+++ DATASET ROWS +++
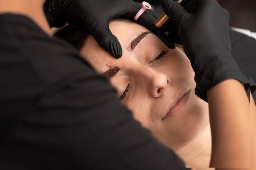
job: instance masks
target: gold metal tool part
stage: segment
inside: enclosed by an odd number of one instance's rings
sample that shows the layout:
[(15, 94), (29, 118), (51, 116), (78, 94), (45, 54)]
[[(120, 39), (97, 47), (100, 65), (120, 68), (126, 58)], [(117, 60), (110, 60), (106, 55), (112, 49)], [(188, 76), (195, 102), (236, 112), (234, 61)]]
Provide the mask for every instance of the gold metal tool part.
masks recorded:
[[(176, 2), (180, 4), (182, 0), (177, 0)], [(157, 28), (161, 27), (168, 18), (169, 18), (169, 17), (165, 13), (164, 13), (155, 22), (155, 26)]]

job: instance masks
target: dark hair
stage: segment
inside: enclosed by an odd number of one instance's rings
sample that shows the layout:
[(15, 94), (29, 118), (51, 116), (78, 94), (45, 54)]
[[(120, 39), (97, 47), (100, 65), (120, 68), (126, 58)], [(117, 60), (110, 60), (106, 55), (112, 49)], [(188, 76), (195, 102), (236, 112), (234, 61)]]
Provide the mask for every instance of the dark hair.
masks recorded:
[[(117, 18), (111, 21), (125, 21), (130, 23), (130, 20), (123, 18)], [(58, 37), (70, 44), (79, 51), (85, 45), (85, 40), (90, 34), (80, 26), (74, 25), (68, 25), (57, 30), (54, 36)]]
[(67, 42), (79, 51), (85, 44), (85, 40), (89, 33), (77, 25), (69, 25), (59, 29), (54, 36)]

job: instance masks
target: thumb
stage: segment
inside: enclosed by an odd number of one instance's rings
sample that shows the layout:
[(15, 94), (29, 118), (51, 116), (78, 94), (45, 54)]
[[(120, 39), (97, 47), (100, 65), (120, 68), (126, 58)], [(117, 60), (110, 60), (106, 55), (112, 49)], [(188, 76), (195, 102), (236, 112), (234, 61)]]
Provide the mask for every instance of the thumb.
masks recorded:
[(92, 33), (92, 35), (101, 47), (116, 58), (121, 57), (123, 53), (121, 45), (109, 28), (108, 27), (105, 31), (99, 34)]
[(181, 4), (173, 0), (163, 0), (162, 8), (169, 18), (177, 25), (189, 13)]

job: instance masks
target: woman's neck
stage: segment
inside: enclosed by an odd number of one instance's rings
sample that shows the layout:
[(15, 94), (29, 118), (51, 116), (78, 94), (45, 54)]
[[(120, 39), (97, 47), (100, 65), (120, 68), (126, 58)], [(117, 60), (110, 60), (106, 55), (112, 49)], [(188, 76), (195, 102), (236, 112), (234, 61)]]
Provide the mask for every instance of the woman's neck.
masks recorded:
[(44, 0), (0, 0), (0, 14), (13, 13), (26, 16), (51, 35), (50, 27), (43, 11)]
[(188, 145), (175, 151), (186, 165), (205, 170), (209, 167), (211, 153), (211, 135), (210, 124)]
+++
**THE TASK**
Reproduce every line of the records above without any changes, leaving out the pictures.

**EXERCISE ANSWER**
job: instance masks
target: gold metal tool part
stage: segment
inside: enclosed by an odd number of one instance's rings
sample that shows the layout:
[(15, 94), (29, 118), (51, 116), (78, 94), (45, 54)]
[[(120, 39), (97, 47), (100, 65), (120, 68), (126, 58)], [(117, 60), (110, 60), (106, 55), (112, 49)], [(188, 76), (195, 102), (236, 112), (234, 61)]]
Provide the mask for every instance of the gold metal tool part.
masks recorded:
[[(176, 2), (180, 4), (182, 0), (177, 0)], [(157, 28), (161, 27), (168, 18), (169, 18), (169, 17), (165, 13), (164, 13), (155, 22), (155, 26)]]

job: instance masks
target: dark hair
stage: segment
inside: enclosed by an odd number of one instance's rings
sample that shows the layout:
[(15, 94), (29, 118), (51, 116), (78, 94), (45, 54)]
[[(120, 39), (97, 47), (100, 65), (120, 68), (126, 58)], [(117, 60), (110, 60), (106, 55), (112, 49)], [(188, 76), (195, 102), (236, 112), (234, 61)]]
Provide the mask for every instance of the dark hair.
masks recorded:
[[(117, 18), (111, 21), (125, 21), (130, 23), (130, 20), (123, 18)], [(58, 37), (70, 44), (79, 51), (85, 45), (85, 40), (90, 34), (80, 26), (74, 25), (68, 25), (57, 30), (54, 36)]]
[(67, 42), (79, 51), (85, 44), (85, 40), (89, 33), (77, 25), (69, 25), (59, 29), (54, 36)]

job: instance masks
target: thumb
stage: segment
inside: enclosed by an odd number of one instance's rings
sample that shows the layout:
[(15, 94), (29, 118), (51, 116), (78, 94), (45, 54)]
[[(120, 39), (97, 47), (100, 65), (120, 68), (126, 58)], [(117, 60), (110, 60), (106, 55), (112, 49)], [(188, 76), (195, 102), (236, 112), (234, 61)]]
Provide the mask for every instance of the thumb.
masks recorded:
[(92, 33), (92, 35), (101, 47), (116, 58), (121, 57), (123, 53), (121, 45), (109, 28), (108, 27), (105, 31), (99, 34)]
[(181, 4), (173, 0), (163, 0), (162, 8), (169, 18), (177, 25), (189, 13)]

job: instance masks
target: woman's neck
stage: segment
inside: enclosed by an odd number of one instance's rings
sample that shows the layout:
[(15, 94), (29, 118), (51, 116), (78, 94), (45, 54)]
[[(120, 39), (97, 47), (100, 65), (120, 68), (126, 58)], [(117, 60), (110, 60), (106, 55), (112, 49)], [(188, 76), (195, 102), (236, 112), (234, 61)]]
Provide the mask for every instance of the woman's neck.
masks recorded:
[(44, 0), (0, 0), (0, 14), (13, 13), (26, 16), (51, 35), (50, 27), (43, 11)]
[(188, 145), (175, 151), (186, 165), (205, 170), (209, 167), (211, 153), (211, 135), (210, 124)]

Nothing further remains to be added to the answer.